> REQUIRED TASK: Reproduce the entries exactly.

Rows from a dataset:

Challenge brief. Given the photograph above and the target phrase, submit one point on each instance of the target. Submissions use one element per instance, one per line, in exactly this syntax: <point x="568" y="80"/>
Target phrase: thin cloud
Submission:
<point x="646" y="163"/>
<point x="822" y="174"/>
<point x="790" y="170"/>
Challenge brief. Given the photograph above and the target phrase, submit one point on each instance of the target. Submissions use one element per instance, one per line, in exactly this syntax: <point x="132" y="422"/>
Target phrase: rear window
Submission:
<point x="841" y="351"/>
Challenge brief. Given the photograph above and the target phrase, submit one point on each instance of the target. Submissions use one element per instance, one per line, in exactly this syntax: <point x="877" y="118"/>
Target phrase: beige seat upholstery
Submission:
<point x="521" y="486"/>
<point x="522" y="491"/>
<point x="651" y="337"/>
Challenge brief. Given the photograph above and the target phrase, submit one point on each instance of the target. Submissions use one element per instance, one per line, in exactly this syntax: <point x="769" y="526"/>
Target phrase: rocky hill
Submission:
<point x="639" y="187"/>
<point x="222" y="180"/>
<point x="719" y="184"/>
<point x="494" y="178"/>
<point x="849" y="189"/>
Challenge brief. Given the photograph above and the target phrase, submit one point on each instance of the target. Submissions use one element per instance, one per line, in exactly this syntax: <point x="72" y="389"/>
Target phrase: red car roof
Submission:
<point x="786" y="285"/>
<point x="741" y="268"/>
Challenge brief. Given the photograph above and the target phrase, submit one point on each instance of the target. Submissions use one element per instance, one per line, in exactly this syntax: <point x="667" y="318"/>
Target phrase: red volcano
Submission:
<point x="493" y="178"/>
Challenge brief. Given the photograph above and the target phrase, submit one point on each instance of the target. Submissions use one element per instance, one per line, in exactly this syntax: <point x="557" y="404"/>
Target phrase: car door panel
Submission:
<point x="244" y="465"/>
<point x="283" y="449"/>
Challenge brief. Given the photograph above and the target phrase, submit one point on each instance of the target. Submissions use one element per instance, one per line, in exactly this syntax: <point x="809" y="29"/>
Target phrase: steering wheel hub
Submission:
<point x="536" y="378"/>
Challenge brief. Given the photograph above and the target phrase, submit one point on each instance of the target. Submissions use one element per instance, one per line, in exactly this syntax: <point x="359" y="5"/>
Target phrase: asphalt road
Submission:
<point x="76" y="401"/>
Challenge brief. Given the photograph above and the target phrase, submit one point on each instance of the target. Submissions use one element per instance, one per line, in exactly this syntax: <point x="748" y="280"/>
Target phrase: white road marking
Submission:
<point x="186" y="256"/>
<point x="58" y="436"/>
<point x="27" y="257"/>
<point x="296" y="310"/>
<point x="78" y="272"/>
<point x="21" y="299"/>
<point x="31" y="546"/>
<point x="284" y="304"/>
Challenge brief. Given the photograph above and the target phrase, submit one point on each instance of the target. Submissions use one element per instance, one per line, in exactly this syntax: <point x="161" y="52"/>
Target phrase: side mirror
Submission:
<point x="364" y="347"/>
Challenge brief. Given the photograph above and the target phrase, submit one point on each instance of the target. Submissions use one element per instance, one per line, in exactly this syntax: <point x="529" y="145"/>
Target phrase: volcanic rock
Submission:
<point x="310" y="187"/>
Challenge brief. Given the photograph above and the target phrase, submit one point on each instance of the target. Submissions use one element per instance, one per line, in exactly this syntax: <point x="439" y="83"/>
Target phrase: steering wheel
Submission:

> ANSWER:
Challenge brief. Given the photograph above and the target phrase, submit one point on each instance of the target. Submissions use one element per instance, one per line, in exactly this syntax: <point x="568" y="80"/>
Target phrase: thin cloud
Submission:
<point x="646" y="163"/>
<point x="822" y="174"/>
<point x="790" y="170"/>
Challenge brief. Given the photograph above and the target phrase, submit one point on each instance of the target. Submissions use one element per instance, one per line, in exactly this syntax: <point x="132" y="422"/>
Target phrase: rear window
Submission:
<point x="841" y="351"/>
Challenge brief. Given the photograph above and the target phrase, submit one point on each instance of the target. Submissions use one element per instance, one per line, in exactly this syntax: <point x="877" y="118"/>
Target phrase: beige seat upholstery
Submission:
<point x="521" y="486"/>
<point x="522" y="491"/>
<point x="651" y="337"/>
Challenge brief. Given the photograph above and the target phrase, submit one point on each instance of the target. Submissions use one element per instance, one per line, in exactly this syntax: <point x="769" y="526"/>
Target phrase: rocky hill
Submission:
<point x="639" y="187"/>
<point x="222" y="180"/>
<point x="719" y="184"/>
<point x="494" y="178"/>
<point x="849" y="189"/>
Challenge brief. Given the photograph above and the target phrase, submit one point on each instance of the target. Submissions use one element per instance, one per line, in exactly this syntax: <point x="72" y="389"/>
Target phrase: red car roof
Submission:
<point x="786" y="285"/>
<point x="741" y="268"/>
Challenge brief. Given the photograph above and the target phrase, submit one point on each instance of the target. Submissions use one element per instance, one per line, in exactly this syntax: <point x="667" y="318"/>
Target phrase: red volcano
Submission:
<point x="493" y="178"/>
Challenge brief. Given the photograph above and the target phrase, submit one point on each instance of the target. Submissions use one element per instance, one per line, in exactly this syntax: <point x="557" y="404"/>
Target phrase: car door panel
Submission:
<point x="244" y="465"/>
<point x="283" y="449"/>
Challenge brief. Given the photograph above and the target phrase, submit one point on each instance of the target. Submissions use one element per instance, one per line, in exactly this syntax: <point x="809" y="29"/>
Target phrase: steering wheel hub
Submission:
<point x="536" y="378"/>
Challenge brief. Given the photograph above and the target phrase, submit one point on each instance of the target. Submissions use one element per instance, one per line, in exactly this syntax: <point x="359" y="5"/>
Target phrase: asphalt road
Submission:
<point x="76" y="401"/>
Challenge brief. Given the photograph above and the target phrase, submit one point on each instance of the target. Submissions use one element per instance, one per line, in exactly this syntax: <point x="748" y="280"/>
Target phrase: white road marking
Submission:
<point x="186" y="256"/>
<point x="58" y="436"/>
<point x="27" y="257"/>
<point x="296" y="310"/>
<point x="78" y="272"/>
<point x="21" y="299"/>
<point x="31" y="546"/>
<point x="284" y="304"/>
Challenge brief. Given the photograph above and the target phrase, submit one point on each instance of the target. Submissions use one element per instance, one per line, in exactly this syntax: <point x="161" y="52"/>
Target phrase: side mirror
Submission:
<point x="364" y="347"/>
Challenge brief. Given the photograph above and the target phrase, submit one point on each instance of the target. Submissions use one element per instance, one per line, in exactly this syntax: <point x="529" y="145"/>
Target phrase: volcanic rock
Submission:
<point x="310" y="187"/>
Challenge brief. Given the photograph above and the target phrase, submit one point on each instance of the target. Submissions use one element per instance, one per line, in exactly this syntax: <point x="439" y="83"/>
Target phrase: steering wheel
Submission:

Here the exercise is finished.